Saved entries:
====================
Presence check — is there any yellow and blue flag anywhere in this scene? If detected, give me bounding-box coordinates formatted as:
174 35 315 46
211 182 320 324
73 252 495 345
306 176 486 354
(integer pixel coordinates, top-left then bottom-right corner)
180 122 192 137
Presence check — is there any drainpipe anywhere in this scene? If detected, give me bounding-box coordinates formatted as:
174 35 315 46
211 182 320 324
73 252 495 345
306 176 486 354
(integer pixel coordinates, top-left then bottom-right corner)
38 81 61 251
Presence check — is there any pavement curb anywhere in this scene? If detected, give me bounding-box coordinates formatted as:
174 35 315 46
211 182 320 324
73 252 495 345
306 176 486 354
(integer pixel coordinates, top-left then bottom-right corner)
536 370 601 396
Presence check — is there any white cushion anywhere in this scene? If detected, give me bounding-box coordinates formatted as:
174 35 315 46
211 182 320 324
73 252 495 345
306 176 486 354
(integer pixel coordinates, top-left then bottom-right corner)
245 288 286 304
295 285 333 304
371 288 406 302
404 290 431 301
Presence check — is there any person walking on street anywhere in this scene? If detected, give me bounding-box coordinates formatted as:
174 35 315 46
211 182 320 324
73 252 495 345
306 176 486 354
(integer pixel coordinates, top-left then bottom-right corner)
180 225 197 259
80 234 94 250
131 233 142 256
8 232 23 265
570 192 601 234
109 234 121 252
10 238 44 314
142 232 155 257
====================
PROMPT
Return the lines word for word, starting with the line that contains "Presence check — is there any person" and ending after the line that contains "570 192 601 234".

SOLUTION TO THE EXERCISE
Presence check — is there any person walking on street anywhere in this scene? If detected, give me bounding-box coordinates formatted as:
174 35 315 46
211 182 320 324
73 252 495 345
306 176 486 354
(integer pixel coordinates, top-left then bottom-right corner)
180 225 197 259
80 234 94 250
131 233 142 256
8 232 23 265
570 192 601 234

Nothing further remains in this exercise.